Try it:
An exact copy of every record below is what's needed here.

Task material:
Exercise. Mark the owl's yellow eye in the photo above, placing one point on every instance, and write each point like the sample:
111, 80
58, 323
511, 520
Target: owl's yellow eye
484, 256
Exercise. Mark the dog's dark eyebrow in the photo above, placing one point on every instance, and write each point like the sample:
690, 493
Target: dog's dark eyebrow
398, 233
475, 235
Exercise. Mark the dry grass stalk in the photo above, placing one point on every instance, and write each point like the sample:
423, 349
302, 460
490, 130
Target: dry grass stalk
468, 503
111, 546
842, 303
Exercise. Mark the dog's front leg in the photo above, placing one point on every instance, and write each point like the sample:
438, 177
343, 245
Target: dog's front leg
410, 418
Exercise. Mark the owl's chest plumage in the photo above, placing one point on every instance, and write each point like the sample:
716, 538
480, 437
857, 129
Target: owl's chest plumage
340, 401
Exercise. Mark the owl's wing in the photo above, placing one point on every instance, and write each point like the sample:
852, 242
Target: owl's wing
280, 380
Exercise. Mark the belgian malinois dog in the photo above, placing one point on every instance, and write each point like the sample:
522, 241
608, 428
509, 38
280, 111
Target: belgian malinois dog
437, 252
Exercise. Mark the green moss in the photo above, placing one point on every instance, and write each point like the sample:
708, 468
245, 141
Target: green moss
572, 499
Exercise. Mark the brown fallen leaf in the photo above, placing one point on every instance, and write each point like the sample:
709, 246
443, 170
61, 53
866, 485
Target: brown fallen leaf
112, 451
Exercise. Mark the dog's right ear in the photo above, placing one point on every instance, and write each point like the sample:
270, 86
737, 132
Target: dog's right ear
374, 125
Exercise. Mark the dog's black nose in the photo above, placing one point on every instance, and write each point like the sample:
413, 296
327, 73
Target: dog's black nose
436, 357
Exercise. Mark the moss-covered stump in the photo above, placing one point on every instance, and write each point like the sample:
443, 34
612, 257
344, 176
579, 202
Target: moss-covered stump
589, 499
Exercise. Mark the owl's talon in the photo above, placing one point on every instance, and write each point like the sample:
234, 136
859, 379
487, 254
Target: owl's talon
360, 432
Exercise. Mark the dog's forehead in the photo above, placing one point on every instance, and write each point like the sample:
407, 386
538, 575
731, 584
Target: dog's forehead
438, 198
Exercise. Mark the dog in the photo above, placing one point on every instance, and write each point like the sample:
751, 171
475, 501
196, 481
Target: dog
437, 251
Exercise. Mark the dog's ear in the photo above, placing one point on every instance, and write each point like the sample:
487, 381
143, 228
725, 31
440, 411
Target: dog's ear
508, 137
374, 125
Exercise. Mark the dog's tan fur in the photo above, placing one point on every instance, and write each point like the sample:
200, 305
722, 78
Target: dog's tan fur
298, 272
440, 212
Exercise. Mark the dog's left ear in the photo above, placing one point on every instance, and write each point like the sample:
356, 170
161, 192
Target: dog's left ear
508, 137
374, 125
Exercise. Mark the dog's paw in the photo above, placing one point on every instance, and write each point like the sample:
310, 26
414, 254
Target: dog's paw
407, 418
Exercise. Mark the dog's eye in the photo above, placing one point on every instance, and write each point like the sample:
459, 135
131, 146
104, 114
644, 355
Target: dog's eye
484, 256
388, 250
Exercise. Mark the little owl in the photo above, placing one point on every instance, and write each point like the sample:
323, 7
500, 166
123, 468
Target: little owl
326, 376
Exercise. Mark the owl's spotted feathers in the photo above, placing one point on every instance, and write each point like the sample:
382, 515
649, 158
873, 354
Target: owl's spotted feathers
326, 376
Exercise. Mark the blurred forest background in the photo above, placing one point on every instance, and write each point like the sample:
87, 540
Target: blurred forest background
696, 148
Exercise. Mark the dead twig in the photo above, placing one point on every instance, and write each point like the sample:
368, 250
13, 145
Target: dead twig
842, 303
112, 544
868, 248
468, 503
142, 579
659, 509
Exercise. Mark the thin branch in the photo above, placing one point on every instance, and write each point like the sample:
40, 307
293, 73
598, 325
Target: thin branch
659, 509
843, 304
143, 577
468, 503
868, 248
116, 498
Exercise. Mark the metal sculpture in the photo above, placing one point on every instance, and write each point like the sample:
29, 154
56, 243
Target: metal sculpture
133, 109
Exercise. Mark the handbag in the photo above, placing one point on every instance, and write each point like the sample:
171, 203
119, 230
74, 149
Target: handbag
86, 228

Response area:
Exercise. Mark the owl's yellow eye in the photo above, placing one point on every instance, and write each point like the sample:
111, 80
58, 323
511, 520
Target: owl's yellow eye
484, 256
Exercise. Mark the dog's dark eyebrow in the photo above, placing one point on every instance, and write each point like the sample:
690, 493
Target: dog's dark eyebrow
398, 233
475, 235
Exercise. Mark the dry grass stalk in the photo above, placing one point on every instance, and write each point like the sample:
423, 349
302, 460
490, 130
Target: dry grass stalk
468, 503
111, 546
842, 303
Exercise. Mark the dog's front leg in the photo above, placing one point on every instance, and write each point like the sample:
438, 177
343, 245
Target: dog's front leg
410, 418
Exercise. Mark the owl's chest plumage in the photo above, placing one point on every instance, and write each point like the sample:
716, 538
480, 437
857, 129
Target: owl's chest plumage
340, 401
Exercise. Mark the owl's wing in the photo above, placing one point on every instance, and write each point like the sample:
852, 242
Target: owl's wing
280, 380
Exercise. Mark the belgian malinois dog in the photo above, placing one point on every instance, and write each point like the sample:
522, 241
608, 428
509, 38
280, 111
Target: belgian malinois dog
437, 252
Exercise. Mark the green moss in the photo above, placing one point on every instance, and write each point like the sample:
708, 468
245, 141
Target: green moss
572, 499
Exercise. Mark the brown fallen leaf in the photo above, placing one point on every instance, and write each point like the sample:
709, 246
443, 170
61, 53
866, 485
Target: brown fallen leaf
112, 451
Exercise. Mark the dog's right ear in the photo above, placing one point on every instance, and write each point like the sample:
270, 86
737, 132
Target: dog's right ear
374, 125
Exercise. Mark the dog's black nose in the photo above, placing one point on every instance, and write each point like the sample:
413, 296
327, 73
Target: dog's black nose
436, 357
Exercise. Mark the moss-covered stump in the photo above, placing one point on every instance, and write each point like the sample:
443, 34
612, 257
344, 176
579, 202
Target: moss-covered stump
589, 499
Exercise. Mark the owl's talon in the photo above, placing one point on every instance, and write each point like the sample:
234, 136
859, 379
487, 254
Target: owl's talon
360, 432
Exercise. Mark the dog's forehead in the photo above, placing one point on every instance, and write each point like the sample:
407, 386
538, 575
731, 584
Target: dog's forehead
438, 198
Exercise. Mark the dog in the photo above, placing one point on every instance, and write each point like the sample:
751, 171
475, 501
196, 481
Target: dog
437, 251
Exercise. Mark the dog's ear in the photo above, placing one point on every instance, and write each point like the sample:
487, 381
143, 228
725, 31
440, 411
Target: dog's ear
508, 137
374, 125
Exercise. Mark the dog's tan fur in the photo above, placing one point on every instance, and write each point like the sample:
200, 305
722, 78
Target: dog's tan fur
298, 272
440, 212
Exercise. Mark the dog's left ear in the photo above, placing one point on every instance, and write each point like the sample:
356, 170
161, 192
Target: dog's left ear
508, 137
374, 125
Exercise. Mark the dog's paw in the photo above, placing one point on every instance, and write each point like the sample:
310, 26
414, 254
Target: dog's paw
407, 418
Exercise. Mark the dog's eye in the photo above, placing one point on every instance, and write each point like the sample:
459, 135
131, 146
104, 114
644, 355
Target: dog's eye
484, 256
388, 250
Exercise. Mark the little owl in the photo above, placing one point on every instance, and write each point like the sample:
323, 7
500, 166
123, 468
Target: little owl
326, 376
Exercise. Mark the owl's spotted feathers in the photo above, placing one point on every instance, and write each point like the sample:
382, 515
649, 158
873, 354
Target: owl's spotted feathers
326, 376
Exercise. Mark the blurred forest background in the photo above, placing one point on every instance, and write each point like the sample:
87, 540
Target: blurred forest background
696, 148
Exercise. Mark the dead twig in the photo above, placing one point on every instance, and write each point like the sample:
368, 250
13, 145
Target: dead twig
842, 303
112, 544
868, 248
468, 503
142, 579
659, 509
Exercise. Mark the thin branch in the photo above, placing one point on every instance, and write each point like the sample:
40, 307
293, 73
598, 325
Target: thin branch
659, 509
843, 304
143, 577
468, 503
868, 248
116, 498
Exercise. Mark the metal sculpture in the photo above, placing one point on every instance, and write each point like the sample:
29, 154
56, 243
Target: metal sculpture
133, 109
Exercise. Mark the handbag in the photo above, placing one point on every instance, and write each point like the sample:
171, 203
119, 230
74, 149
Target: handbag
86, 228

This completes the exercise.